Tasks:
**1.** In the recycling column, write out the part starting at "The discussion quickly" and ending at "basis in fact.", replacing "misinformation" with "rumor".
**2.** Extend the recycling column past its final sentence.

--- Passage to read Enclosed Below ---

Tuesday, August 21, 2012

Recycling--Sorting Fact From Fiction

The following appeared as a column in the July 31 Princeton Packet, with the title "Sorting out the recyclables issue".

This past January, I wrote a column for the Packet about the disparity between what Princeton residents are told to put in the yellow and green recycling buckets, and what is accepted at the sorting plant that takes our recyclables. Mercer County, which runs Princeton’s curbside recycling program, excludes plastics #3-7, empty aerosol cans, and aluminum trays and foil from its list of accepted recyclables, even though the sorting plant accepts them. It was interesting that items I had long thought to be contaminants in the recycling stream were actually getting separated out and successfully marketed by the plant.

Much to my surprise, the column set off quite a controversy. Should these additional items be added to the county’s official list? Since many Princeton residents, from my observations, ignore the list and fill the buckets with whatever they think looks recyclable, the controversy was limited to the subset of humanity that is actually trying to do the right thing.

The discussion quickly became contaminated with dubious claims, demonstrating again the power of misinformation to needlessly polarize our world, locally and nationally. Truth has become devalued as just another opinion. People can claim whatever they want, and needn’t feel regret if the claim has no basis in fact.

--- End of Enclosed Passage to read ---
--- Record set Enclosed Below ---

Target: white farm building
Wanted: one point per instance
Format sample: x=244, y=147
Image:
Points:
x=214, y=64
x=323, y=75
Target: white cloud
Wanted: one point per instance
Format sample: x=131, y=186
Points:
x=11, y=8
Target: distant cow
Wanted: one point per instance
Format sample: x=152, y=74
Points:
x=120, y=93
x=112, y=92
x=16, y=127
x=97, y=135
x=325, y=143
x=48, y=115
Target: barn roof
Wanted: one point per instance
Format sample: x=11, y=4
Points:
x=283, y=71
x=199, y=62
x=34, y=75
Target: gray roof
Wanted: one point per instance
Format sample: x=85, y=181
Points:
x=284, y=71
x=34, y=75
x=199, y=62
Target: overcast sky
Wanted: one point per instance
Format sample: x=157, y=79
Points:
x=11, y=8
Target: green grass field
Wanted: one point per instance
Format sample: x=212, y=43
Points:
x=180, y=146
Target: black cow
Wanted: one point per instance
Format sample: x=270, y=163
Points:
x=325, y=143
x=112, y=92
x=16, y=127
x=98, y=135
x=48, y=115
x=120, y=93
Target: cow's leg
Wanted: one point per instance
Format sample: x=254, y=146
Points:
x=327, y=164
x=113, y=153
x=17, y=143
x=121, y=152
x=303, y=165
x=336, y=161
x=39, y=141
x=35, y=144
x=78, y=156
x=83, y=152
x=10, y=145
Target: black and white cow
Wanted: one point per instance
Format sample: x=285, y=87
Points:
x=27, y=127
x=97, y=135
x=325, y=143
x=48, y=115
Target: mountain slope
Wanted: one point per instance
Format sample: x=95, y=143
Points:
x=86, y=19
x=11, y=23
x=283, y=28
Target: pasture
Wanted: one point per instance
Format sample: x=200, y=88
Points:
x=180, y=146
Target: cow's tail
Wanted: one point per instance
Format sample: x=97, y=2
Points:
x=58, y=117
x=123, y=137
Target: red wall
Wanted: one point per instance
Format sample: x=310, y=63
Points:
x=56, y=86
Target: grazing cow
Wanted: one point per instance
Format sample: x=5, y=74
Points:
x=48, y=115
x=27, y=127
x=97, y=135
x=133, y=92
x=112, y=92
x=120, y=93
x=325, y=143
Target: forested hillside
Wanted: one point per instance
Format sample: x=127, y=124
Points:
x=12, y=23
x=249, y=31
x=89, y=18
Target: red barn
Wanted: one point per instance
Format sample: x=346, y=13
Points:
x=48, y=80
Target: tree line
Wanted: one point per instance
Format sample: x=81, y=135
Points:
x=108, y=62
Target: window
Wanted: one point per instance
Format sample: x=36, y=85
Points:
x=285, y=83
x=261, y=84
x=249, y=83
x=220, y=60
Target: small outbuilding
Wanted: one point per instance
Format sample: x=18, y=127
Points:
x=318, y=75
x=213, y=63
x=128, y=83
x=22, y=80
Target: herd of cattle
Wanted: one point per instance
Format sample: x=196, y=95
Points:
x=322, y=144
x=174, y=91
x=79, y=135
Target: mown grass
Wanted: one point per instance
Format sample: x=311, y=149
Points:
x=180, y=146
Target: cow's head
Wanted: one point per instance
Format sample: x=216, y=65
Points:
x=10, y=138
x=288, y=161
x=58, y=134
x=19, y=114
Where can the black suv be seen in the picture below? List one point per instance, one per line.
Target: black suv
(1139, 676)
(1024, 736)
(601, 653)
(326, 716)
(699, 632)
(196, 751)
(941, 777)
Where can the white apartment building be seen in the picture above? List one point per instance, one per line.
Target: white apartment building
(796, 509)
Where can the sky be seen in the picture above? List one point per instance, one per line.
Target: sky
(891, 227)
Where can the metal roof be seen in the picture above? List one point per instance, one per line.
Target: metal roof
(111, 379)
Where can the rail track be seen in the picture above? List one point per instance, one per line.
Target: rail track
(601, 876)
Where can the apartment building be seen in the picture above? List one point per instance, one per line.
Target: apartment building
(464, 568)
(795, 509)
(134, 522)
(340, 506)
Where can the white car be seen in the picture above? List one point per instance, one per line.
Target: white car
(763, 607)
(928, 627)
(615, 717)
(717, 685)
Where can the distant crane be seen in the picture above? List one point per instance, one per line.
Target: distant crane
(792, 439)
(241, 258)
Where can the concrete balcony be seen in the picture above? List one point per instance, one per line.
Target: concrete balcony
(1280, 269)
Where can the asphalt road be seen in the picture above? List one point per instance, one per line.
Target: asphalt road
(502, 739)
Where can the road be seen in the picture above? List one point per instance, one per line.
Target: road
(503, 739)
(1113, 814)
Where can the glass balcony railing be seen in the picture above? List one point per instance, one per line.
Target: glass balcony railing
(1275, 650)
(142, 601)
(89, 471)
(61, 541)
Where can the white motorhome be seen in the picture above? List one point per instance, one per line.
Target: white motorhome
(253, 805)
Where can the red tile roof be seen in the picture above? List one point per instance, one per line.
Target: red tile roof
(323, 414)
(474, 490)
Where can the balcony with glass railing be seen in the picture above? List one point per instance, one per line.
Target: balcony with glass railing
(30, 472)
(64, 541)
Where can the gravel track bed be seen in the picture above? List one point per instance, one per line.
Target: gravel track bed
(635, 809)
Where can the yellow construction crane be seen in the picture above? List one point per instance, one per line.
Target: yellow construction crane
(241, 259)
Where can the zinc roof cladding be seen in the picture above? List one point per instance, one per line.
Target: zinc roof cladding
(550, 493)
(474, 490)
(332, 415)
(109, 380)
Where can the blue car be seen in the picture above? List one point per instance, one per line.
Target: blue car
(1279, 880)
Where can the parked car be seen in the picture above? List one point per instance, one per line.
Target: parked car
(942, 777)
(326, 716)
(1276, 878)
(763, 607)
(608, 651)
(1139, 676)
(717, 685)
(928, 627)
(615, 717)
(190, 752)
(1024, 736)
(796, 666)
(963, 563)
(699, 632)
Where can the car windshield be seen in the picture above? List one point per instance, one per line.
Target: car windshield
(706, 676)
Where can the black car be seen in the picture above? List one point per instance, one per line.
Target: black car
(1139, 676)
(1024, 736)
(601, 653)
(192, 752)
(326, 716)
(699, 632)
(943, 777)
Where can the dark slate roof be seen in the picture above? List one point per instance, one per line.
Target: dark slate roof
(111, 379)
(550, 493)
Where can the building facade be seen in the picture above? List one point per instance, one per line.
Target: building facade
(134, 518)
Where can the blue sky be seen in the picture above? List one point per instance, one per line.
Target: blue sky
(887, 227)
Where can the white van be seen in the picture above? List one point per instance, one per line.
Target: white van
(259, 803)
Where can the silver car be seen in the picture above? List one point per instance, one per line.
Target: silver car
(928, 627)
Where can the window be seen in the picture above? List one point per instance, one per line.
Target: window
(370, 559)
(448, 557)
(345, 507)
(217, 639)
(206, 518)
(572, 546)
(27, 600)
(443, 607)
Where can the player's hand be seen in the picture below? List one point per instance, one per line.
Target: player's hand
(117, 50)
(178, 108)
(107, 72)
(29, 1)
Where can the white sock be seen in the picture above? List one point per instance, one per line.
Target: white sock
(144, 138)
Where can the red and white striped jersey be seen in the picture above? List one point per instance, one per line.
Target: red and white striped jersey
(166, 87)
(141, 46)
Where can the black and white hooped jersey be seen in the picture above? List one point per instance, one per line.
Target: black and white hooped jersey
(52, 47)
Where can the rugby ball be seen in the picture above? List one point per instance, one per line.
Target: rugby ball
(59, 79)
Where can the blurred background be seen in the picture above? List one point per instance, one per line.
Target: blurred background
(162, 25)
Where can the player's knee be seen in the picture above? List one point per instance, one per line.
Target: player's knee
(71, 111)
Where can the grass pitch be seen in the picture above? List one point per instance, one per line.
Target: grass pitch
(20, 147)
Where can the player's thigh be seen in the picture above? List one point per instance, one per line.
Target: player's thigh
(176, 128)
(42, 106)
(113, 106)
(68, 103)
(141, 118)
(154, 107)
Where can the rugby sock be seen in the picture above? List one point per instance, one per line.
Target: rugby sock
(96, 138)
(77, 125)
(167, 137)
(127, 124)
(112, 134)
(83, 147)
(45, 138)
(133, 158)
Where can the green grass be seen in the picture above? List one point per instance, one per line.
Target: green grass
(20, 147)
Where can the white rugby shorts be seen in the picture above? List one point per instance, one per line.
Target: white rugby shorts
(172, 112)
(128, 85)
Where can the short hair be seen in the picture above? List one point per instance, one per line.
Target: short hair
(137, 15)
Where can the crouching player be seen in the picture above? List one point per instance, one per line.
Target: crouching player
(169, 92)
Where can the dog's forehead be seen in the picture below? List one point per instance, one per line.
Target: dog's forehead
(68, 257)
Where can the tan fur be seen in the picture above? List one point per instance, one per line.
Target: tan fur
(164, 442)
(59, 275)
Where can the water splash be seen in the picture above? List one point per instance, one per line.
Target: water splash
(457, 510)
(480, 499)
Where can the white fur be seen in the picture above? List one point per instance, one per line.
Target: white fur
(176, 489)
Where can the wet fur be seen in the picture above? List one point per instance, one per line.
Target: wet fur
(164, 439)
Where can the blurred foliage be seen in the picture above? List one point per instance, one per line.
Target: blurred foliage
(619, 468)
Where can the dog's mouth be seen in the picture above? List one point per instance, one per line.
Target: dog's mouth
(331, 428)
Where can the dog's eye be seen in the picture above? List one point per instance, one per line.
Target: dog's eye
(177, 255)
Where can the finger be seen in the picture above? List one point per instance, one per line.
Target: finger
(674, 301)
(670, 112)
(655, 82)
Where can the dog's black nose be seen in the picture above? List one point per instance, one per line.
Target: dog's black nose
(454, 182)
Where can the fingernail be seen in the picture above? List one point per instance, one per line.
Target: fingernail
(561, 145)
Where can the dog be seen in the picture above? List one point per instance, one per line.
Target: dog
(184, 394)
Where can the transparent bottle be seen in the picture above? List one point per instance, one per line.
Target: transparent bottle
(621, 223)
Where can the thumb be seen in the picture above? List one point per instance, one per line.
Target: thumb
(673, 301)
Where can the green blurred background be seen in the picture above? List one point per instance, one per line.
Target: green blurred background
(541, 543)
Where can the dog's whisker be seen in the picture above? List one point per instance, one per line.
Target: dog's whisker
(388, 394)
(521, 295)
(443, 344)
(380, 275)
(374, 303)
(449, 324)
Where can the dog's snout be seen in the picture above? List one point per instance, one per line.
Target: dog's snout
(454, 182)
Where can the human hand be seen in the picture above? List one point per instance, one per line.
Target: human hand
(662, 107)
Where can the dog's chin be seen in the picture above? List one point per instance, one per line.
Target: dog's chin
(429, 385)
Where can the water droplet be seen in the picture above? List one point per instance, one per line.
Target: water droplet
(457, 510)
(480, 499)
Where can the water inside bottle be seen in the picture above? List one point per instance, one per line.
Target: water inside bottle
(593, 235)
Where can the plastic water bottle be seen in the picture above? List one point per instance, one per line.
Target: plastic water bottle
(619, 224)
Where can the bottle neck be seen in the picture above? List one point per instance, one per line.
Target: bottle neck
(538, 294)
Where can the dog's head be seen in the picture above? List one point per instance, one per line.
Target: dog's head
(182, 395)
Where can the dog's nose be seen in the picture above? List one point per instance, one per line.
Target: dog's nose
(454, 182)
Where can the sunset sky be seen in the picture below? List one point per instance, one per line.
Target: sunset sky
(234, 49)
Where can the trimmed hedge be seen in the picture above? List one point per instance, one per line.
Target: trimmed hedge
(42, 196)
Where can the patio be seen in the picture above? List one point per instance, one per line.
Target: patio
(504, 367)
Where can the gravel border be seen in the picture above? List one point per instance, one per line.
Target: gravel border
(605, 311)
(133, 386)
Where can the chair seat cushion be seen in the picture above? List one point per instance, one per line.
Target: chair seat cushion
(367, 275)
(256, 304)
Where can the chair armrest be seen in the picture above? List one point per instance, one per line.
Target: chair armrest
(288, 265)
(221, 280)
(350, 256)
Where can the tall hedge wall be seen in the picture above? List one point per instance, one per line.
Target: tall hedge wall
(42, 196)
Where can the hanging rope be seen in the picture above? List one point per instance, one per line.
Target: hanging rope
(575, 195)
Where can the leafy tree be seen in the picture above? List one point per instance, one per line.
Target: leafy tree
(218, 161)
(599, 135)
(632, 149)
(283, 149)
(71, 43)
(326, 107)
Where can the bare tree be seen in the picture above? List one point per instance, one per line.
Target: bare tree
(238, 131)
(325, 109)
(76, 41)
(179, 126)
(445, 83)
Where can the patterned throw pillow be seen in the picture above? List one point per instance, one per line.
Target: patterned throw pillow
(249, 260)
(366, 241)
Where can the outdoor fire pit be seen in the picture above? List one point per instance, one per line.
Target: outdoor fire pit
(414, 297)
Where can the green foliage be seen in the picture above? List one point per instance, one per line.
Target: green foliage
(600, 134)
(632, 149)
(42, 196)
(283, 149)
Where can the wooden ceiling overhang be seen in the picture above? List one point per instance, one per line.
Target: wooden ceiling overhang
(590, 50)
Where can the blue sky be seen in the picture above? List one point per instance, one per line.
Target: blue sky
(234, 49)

--- End of Enclosed Record set ---

Answers by item number:
**1.**
The discussion quickly became contaminated with dubious claims, demonstrating again the power of rumor to needlessly polarize our world, locally and nationally. Truth has become devalued as just another opinion. People can claim whatever they want, and needn’t feel regret if the claim has no basis in fact.

**2.**
As the plot thickened into a gumbo of mumbo jumbo, I decided to research the matter further, culminating in a trip to the Colgate sorting facility 12 miles up the road in New Brunswick, where our curbside recyclables are taken. Recycling, with its ever-changing markets and rapidly evolving sorting technology, provides an excellent training ground for developing humility, flexibility and detachment when seeking the truth. The path from uncertainty to relative certainty requires conversations with many sources, and what’s true now could always change later on.

Many municipalities and counties in the area accept all plastics #1-7 for recycling. Among these are Philadelphia, Newark, Montgomery, and Somerset. Morris County excludes #3 and 6, but includes the others. Though of lesser value than plastics #1 and 2, the 3-7 plastics do find markets, often overseas. Concern has been expressed about whether the plastics 3-7, most of which go to China or India, are being used in environmentally unfriendly ways. It’s nearly impossible to know. Given a global economy, neither Princeton nor Mercer County has any control over where its recyclables go, and destinations can shift with the markets. Since many other recyclables also go overseas, any concern about end usage would render much of our current recycling stream suspect.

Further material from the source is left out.